*RECORDED INFORMATION*
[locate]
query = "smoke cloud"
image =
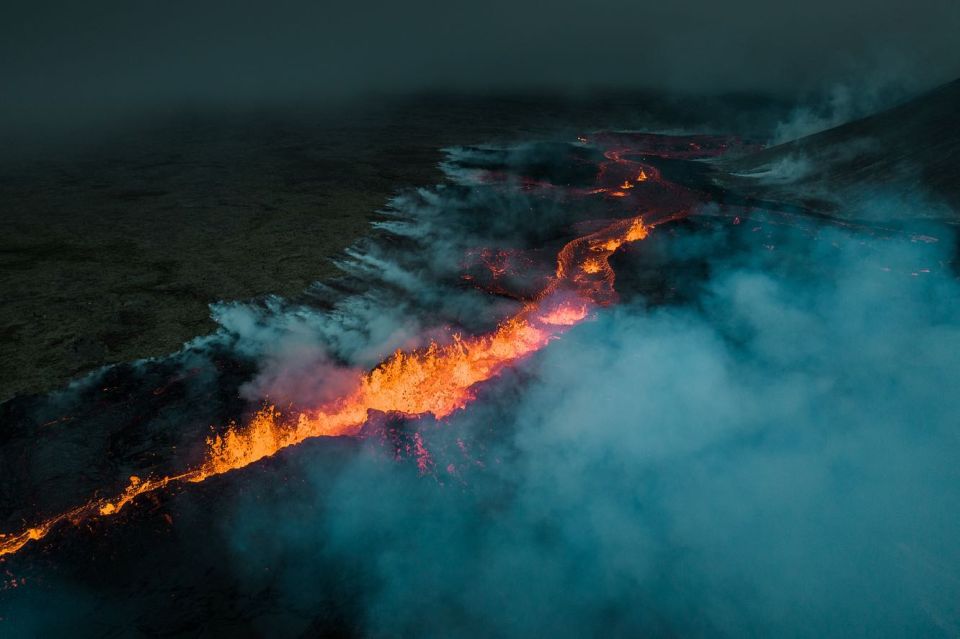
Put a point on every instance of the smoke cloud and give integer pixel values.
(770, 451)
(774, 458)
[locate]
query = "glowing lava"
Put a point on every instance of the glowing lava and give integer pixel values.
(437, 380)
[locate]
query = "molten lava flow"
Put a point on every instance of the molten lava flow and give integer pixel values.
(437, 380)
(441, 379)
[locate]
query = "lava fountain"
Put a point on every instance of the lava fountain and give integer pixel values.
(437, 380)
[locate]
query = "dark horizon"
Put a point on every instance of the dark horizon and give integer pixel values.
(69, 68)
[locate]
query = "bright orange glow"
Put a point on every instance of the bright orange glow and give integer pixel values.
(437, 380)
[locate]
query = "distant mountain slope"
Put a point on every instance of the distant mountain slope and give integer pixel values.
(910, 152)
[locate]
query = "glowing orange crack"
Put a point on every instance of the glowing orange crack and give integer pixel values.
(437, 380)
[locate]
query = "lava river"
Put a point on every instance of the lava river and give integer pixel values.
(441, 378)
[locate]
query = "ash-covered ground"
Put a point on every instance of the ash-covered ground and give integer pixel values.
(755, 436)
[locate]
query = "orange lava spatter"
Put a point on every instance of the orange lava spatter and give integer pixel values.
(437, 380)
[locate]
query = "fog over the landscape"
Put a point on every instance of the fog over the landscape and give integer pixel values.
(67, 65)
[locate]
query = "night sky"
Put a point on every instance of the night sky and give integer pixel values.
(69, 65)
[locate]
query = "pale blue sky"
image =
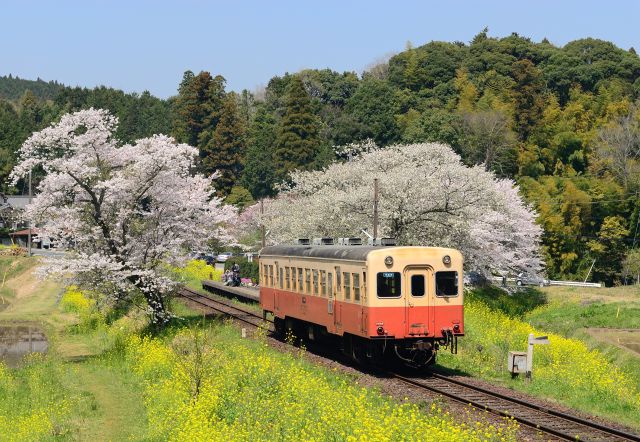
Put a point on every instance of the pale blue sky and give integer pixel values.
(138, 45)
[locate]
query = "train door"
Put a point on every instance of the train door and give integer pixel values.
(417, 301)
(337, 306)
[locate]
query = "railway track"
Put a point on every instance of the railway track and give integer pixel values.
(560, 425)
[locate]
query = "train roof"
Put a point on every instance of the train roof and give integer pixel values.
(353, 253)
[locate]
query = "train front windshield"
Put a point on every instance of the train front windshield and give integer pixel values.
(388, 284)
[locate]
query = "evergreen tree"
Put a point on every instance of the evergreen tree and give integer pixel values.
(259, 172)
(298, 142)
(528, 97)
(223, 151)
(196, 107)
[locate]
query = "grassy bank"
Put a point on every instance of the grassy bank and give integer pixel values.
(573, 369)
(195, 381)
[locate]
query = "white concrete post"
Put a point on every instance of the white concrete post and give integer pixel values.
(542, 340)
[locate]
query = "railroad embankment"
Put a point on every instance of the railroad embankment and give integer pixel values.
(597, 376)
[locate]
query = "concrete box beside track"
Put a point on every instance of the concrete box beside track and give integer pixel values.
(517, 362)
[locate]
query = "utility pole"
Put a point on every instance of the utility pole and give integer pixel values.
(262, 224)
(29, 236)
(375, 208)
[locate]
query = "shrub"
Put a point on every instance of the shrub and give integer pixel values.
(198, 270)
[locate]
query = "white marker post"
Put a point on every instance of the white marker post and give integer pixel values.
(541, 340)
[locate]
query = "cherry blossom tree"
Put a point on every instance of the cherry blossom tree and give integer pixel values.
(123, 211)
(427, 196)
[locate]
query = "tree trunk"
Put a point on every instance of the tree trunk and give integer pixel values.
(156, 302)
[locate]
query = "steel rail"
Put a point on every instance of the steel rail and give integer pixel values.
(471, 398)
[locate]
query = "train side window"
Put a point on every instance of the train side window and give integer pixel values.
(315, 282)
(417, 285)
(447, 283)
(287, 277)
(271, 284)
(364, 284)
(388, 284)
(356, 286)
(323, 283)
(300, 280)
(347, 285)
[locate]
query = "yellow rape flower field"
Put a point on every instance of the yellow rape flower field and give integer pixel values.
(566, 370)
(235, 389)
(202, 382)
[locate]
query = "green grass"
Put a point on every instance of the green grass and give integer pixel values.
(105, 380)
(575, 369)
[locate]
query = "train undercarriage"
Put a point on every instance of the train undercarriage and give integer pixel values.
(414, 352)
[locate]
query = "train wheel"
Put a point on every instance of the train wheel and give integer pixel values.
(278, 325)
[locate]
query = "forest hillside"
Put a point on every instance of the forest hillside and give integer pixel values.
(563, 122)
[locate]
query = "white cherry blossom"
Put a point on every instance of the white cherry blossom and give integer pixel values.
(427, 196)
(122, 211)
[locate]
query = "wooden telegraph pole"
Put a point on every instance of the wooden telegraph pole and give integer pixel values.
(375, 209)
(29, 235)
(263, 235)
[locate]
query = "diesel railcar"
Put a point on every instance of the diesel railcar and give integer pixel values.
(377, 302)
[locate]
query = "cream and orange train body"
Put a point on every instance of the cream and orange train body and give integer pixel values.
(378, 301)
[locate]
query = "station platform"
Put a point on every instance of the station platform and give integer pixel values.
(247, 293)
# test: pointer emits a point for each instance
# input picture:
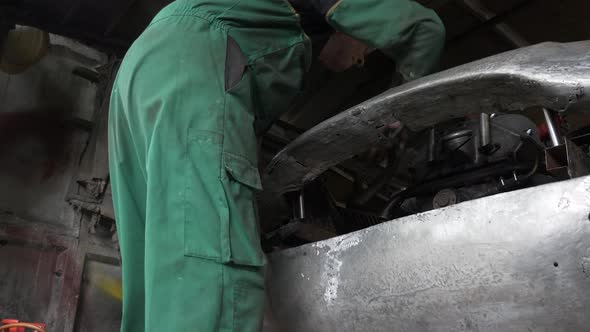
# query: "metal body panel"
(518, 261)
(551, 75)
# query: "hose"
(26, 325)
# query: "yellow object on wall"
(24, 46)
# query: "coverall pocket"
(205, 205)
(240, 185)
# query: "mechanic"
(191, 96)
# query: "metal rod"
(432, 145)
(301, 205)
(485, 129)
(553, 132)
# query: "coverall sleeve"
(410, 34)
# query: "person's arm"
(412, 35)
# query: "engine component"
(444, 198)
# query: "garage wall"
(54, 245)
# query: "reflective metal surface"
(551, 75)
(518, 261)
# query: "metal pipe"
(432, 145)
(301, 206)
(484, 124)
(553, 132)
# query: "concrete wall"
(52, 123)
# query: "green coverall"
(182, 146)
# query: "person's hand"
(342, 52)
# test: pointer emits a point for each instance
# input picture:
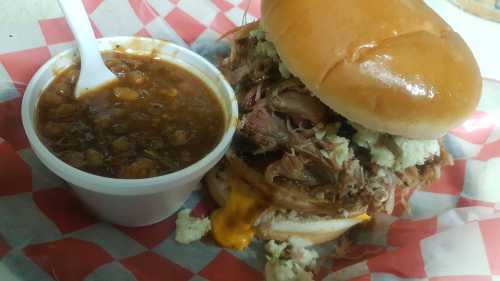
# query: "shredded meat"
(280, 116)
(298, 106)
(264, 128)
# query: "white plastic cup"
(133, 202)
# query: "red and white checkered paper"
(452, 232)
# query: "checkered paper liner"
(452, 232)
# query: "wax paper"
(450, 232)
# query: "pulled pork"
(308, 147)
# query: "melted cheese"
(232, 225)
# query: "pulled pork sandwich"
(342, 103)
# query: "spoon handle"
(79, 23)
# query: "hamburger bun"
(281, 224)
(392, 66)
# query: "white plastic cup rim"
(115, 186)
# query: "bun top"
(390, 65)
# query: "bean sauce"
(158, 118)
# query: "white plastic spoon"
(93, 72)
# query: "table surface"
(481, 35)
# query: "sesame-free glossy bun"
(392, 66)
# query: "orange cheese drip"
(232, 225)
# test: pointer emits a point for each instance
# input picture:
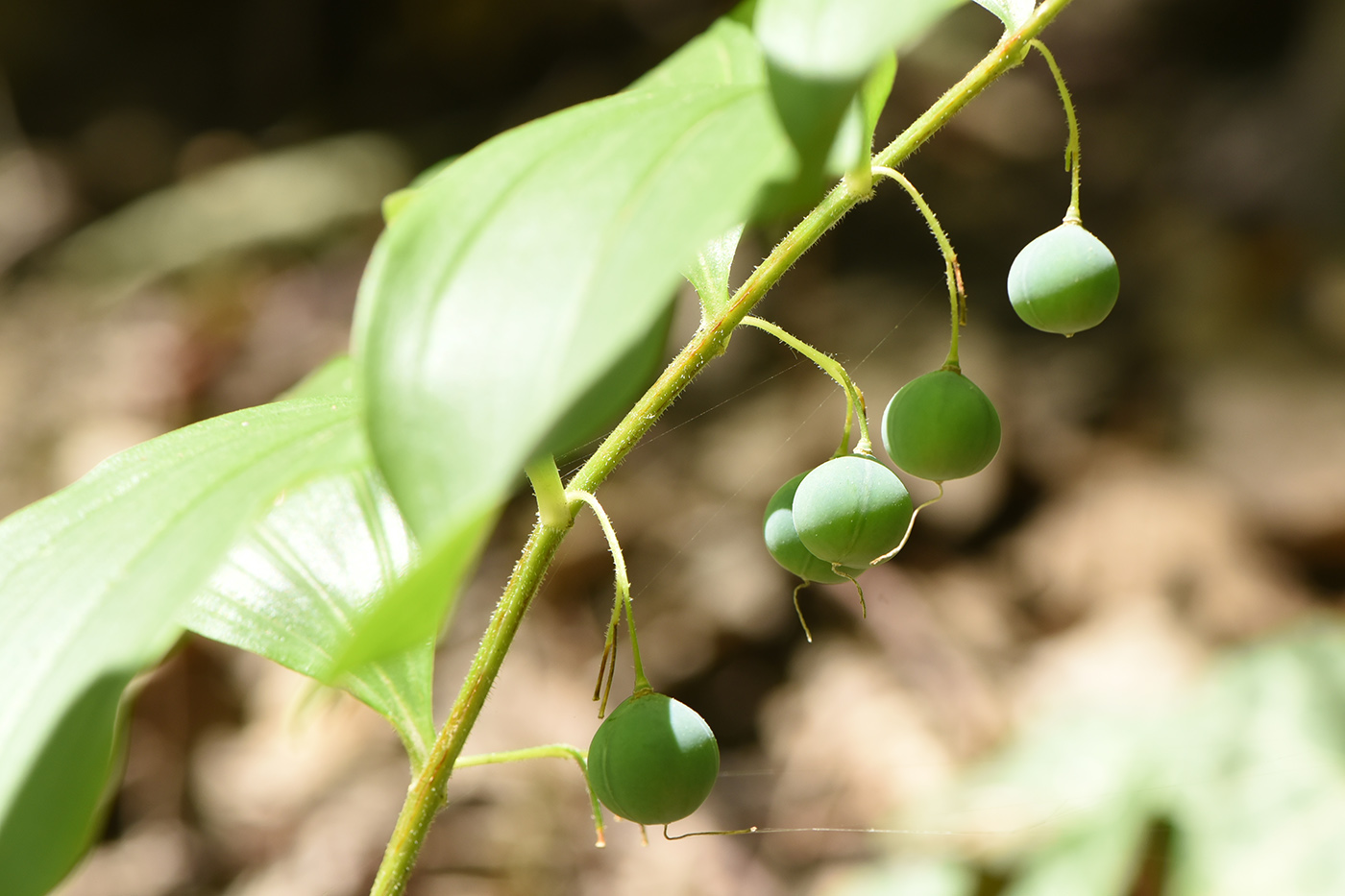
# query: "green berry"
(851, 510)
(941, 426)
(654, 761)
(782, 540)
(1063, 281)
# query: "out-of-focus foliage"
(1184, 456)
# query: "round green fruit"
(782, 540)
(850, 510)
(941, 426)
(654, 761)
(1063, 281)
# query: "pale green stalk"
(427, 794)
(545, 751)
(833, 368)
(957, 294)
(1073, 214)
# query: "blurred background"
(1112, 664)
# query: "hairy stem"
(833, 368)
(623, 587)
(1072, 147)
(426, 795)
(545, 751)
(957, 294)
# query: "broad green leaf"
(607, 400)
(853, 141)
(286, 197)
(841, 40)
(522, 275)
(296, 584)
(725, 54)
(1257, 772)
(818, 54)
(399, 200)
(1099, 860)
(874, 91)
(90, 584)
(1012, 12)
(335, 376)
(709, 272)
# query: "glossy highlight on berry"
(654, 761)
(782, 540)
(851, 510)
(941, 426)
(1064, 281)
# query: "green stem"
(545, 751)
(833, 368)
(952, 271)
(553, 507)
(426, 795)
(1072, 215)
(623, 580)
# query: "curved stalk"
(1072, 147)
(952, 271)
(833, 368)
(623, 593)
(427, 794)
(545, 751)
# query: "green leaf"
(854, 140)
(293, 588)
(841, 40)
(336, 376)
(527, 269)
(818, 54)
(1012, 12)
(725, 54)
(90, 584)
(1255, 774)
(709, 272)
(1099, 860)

*WRITTEN REQUEST*
Print every record above exactly as written, leaving out the pictures.

*RESPONSE TO THIS EXERCISE*
[locate]
query = "smoke cloud"
image =
Put a point on every instance of the smoke cloud and give integer pixel values.
(770, 451)
(774, 458)
[locate]
query = "glowing lava"
Put a point on every instance of the glowing lava and give integer pixel values.
(437, 380)
[locate]
query = "molten lava flow"
Put a point on every instance of the molten lava flow and give integer pixel values.
(437, 380)
(441, 379)
[locate]
query = "lava fountain"
Put a point on every instance of the lava fountain and give integer pixel values.
(437, 380)
[locate]
query = "dark horizon"
Put a point on every instance of the dark horizon and give integer pixel values.
(69, 68)
[locate]
query = "bright orange glow"
Put a point on every instance of the bright orange glow and give integer pixel values.
(437, 380)
[locate]
query = "distant mountain slope"
Put a point on every instance of the distant mountain slope and give integer pixel values.
(910, 152)
[locate]
query = "glowing orange crack"
Put a point on every instance of the glowing orange crack and give integer pixel values.
(437, 380)
[locate]
query = "lava river"
Put a point on every instance of the lava river and give integer pixel values.
(441, 378)
[locate]
query = "ash-covered ground"
Put a point on every instance of the ash-covered ground and give integer pixel values.
(755, 436)
[locate]
query = "orange lava spatter"
Put a point on every instance of the orange lava spatter and give integer pixel values.
(437, 380)
[locate]
query = "fog over the landscape"
Put a point on every instance of the fog over the landscape and give integer pixel values.
(67, 65)
[locate]
query = "night sky"
Put a point on every instance of the night sky and give integer pixel values.
(69, 65)
[locate]
query = "pale blue sky"
image =
Put a point on every instance of the pale blue sky and give integer pixel values.
(138, 45)
[locate]
query = "train door"
Put a point on every instance of the train door and give integer pixel values.
(417, 301)
(337, 306)
[locate]
query = "railway track"
Put a point on every instance of the railway track and give integer pixel values.
(560, 425)
[locate]
query = "train roof"
Put a point on every instance of the train roof and give integer pixel values.
(353, 253)
[locate]
query = "train front windshield"
Put a point on every instance of the train front windshield and give integer pixel values.
(388, 284)
[locate]
query = "evergreen tree"
Put a point on every instance of the evergreen tree and give integer pixel values.
(259, 172)
(298, 142)
(528, 97)
(223, 151)
(196, 107)
[locate]
query = "grassy bank"
Put a point on every instance of the grassy bank and give integer pixel values.
(573, 369)
(195, 381)
[locate]
query = "white concrete post"
Put a point on every instance of the white concrete post and give integer pixel values.
(542, 340)
[locate]
query = "railroad embankment"
Put a point on every instance of the railroad embankment and give integer pixel values.
(597, 376)
[locate]
query = "concrete box beside track"
Put a point on every instance of the concrete box beside track and give integer pixel values.
(517, 362)
[locate]
query = "utility pole"
Put a point on every instance of the utility pole and give integer pixel values.
(262, 224)
(29, 236)
(375, 208)
[locate]
query = "shrub"
Put a point on every instance of the shrub and give integer pixel values.
(198, 270)
[locate]
query = "white marker post"
Put a point on every instance of the white marker post and give integer pixel values.
(541, 340)
[locate]
query = "cherry blossom tree"
Put a point on every instance of the cherry blossom tree and give integer pixel values.
(123, 211)
(427, 196)
[locate]
query = "tree trunk"
Put a point on every instance of the tree trunk and give integer pixel values.
(156, 302)
[locate]
query = "steel rail"
Put a point on every instance of the steel rail and give integer pixel values.
(471, 398)
[locate]
query = "train side window"
Put a point on every instance of the train side window and give integer pixel values.
(315, 282)
(417, 285)
(447, 283)
(287, 277)
(271, 284)
(364, 284)
(388, 284)
(356, 286)
(323, 283)
(300, 280)
(347, 285)
[locate]
query = "yellow rape flower field"
Put a point on every instance of the yellow rape flower field and give integer pixel values.
(566, 370)
(235, 389)
(202, 382)
[locate]
query = "green grass"
Put a point on every instance of the green grass and give integer pixel values.
(105, 380)
(575, 369)
[locate]
query = "train undercarriage"
Put a point on every instance of the train undercarriage and give integer pixel values.
(414, 352)
[locate]
query = "train wheel"
Put a point on every instance of the train wheel and give integer pixel values.
(278, 325)
[locate]
query = "forest hillside"
Put a point on every instance of the forest hillside and give integer pixel values.
(563, 122)
[locate]
query = "white cherry blossom"
Put a point on every instance of the white cherry blossom and give integer pixel values.
(427, 196)
(122, 211)
[locate]
query = "wooden telegraph pole"
Put a point on every instance of the wooden telegraph pole and give integer pixel values.
(375, 209)
(29, 235)
(263, 235)
[locate]
query = "diesel railcar"
Put a point on every instance of the diesel railcar and give integer pixel values.
(377, 302)
[locate]
query = "cream and orange train body"
Put a point on every instance of the cream and orange train body and give integer pixel values.
(378, 301)
[locate]
query = "station platform"
Put a point on every instance of the station platform and give integer pixel values.
(247, 293)
# test: pointer emits a point for each instance
# input picture:
# query: "metal body panel"
(518, 261)
(551, 75)
# query: "hose"
(26, 325)
# query: "yellow object on wall"
(24, 46)
# query: "coverall pocket"
(205, 205)
(240, 185)
# query: "mechanic"
(191, 96)
# query: "metal rod"
(432, 145)
(301, 205)
(485, 129)
(553, 132)
# query: "coverall sleeve"
(410, 34)
# query: "person's arm"
(412, 35)
# query: "engine component"
(444, 198)
# query: "garage wall"
(54, 245)
# query: "reflective metal surface"
(551, 75)
(518, 261)
# query: "metal pipe"
(432, 145)
(301, 206)
(484, 124)
(553, 132)
# query: "concrete wall"
(52, 123)
# query: "green coverall"
(182, 146)
# query: "person's hand"
(342, 52)
# test: pointer emits a point for each instance
# input picture:
# query: "shredded meat"
(280, 116)
(298, 106)
(264, 128)
# query: "white plastic cup"
(133, 202)
# query: "red and white checkered paper"
(452, 232)
# query: "checkered paper liner"
(452, 232)
# query: "wax paper"
(450, 232)
# query: "pulled pork"
(308, 147)
# query: "melted cheese"
(232, 225)
# query: "pulled pork sandwich"
(342, 103)
# query: "spoon handle"
(79, 23)
# query: "hamburger bun"
(281, 224)
(392, 66)
# query: "white plastic cup rim"
(115, 186)
# query: "bun top"
(390, 65)
# query: "bean sauce"
(158, 118)
# query: "white plastic spoon"
(93, 72)
# query: "table surface"
(481, 35)
# query: "sesame-free glossy bun"
(392, 66)
# query: "orange cheese drip"
(232, 225)
# test: pointer emits a point for each instance
# input picture:
# query: "green berry"
(851, 510)
(941, 426)
(654, 761)
(782, 540)
(1063, 281)
# query: "out-of-focus foliage"
(1184, 456)
# query: "round green fruit"
(782, 540)
(850, 510)
(941, 426)
(654, 761)
(1063, 281)
# query: "pale green stalk"
(427, 794)
(545, 751)
(833, 368)
(957, 294)
(1073, 214)
# query: "blurred background"
(1112, 664)
# query: "hairy stem"
(833, 368)
(623, 587)
(1072, 147)
(426, 795)
(545, 751)
(957, 294)
# query: "broad green leaf"
(607, 400)
(853, 141)
(286, 197)
(841, 40)
(522, 275)
(296, 584)
(725, 54)
(1257, 772)
(818, 54)
(399, 200)
(1099, 860)
(874, 91)
(90, 584)
(1012, 12)
(335, 376)
(709, 272)
# query: "glossy highlight on berry"
(654, 761)
(782, 540)
(851, 510)
(941, 426)
(1064, 281)
# query: "green stem"
(545, 751)
(833, 368)
(952, 271)
(553, 507)
(426, 795)
(1072, 215)
(623, 580)
# query: "curved stalk"
(1072, 147)
(952, 271)
(833, 368)
(623, 593)
(427, 794)
(545, 751)
# query: "green leaf"
(854, 140)
(293, 588)
(841, 40)
(336, 376)
(527, 269)
(818, 54)
(1012, 12)
(725, 54)
(90, 584)
(1255, 774)
(709, 272)
(1099, 860)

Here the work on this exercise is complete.